What is expected -> Once the images are set aside, write out the rest of the records exactly.

Material for the task ->
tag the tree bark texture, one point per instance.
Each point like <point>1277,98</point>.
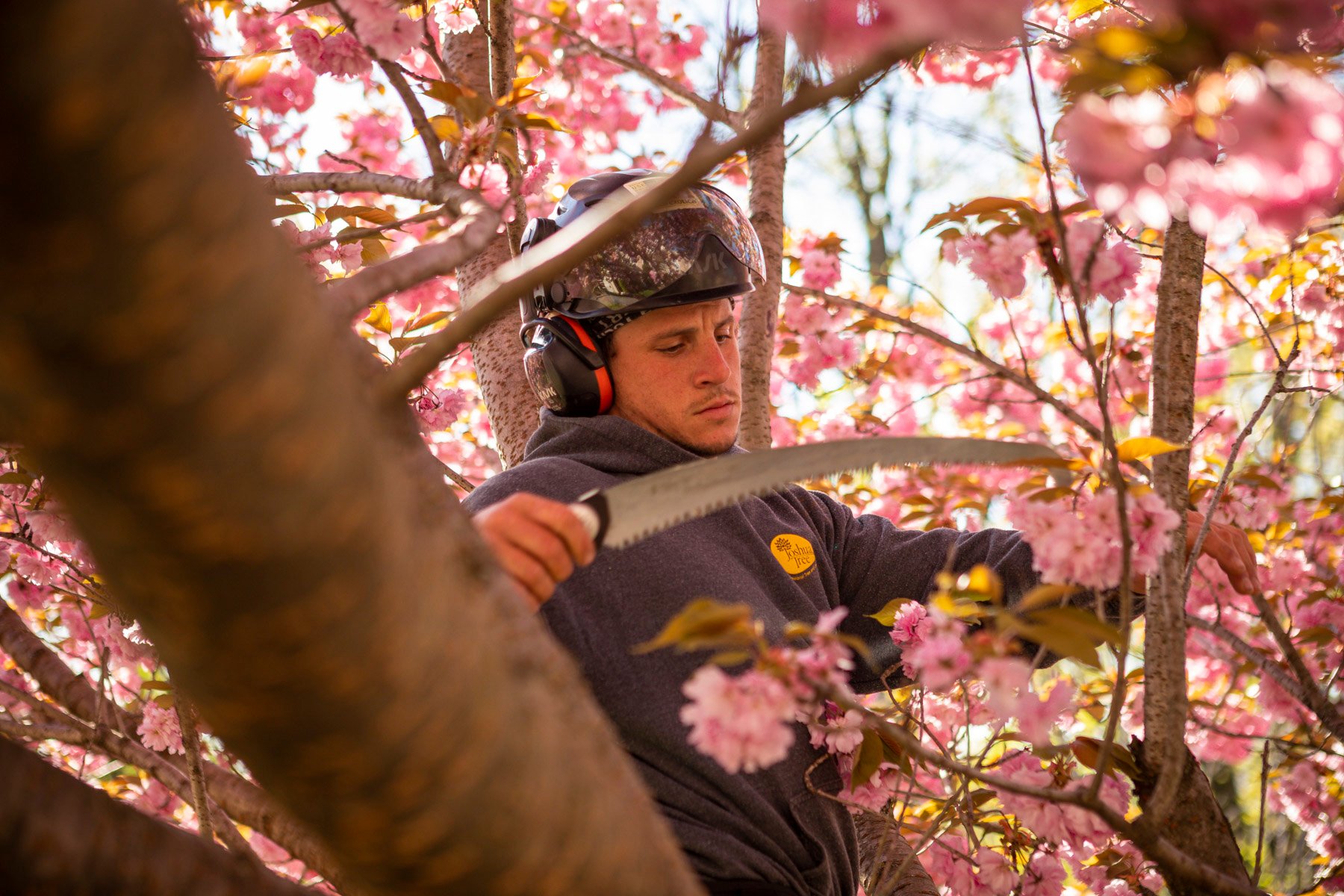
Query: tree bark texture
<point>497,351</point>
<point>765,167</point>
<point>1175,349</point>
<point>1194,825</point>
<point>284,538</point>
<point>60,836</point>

Response ->
tag the tree bark texture, one point per instance.
Each point like <point>1277,98</point>.
Query: tree bark texture
<point>497,351</point>
<point>765,167</point>
<point>1175,349</point>
<point>1194,825</point>
<point>284,538</point>
<point>60,836</point>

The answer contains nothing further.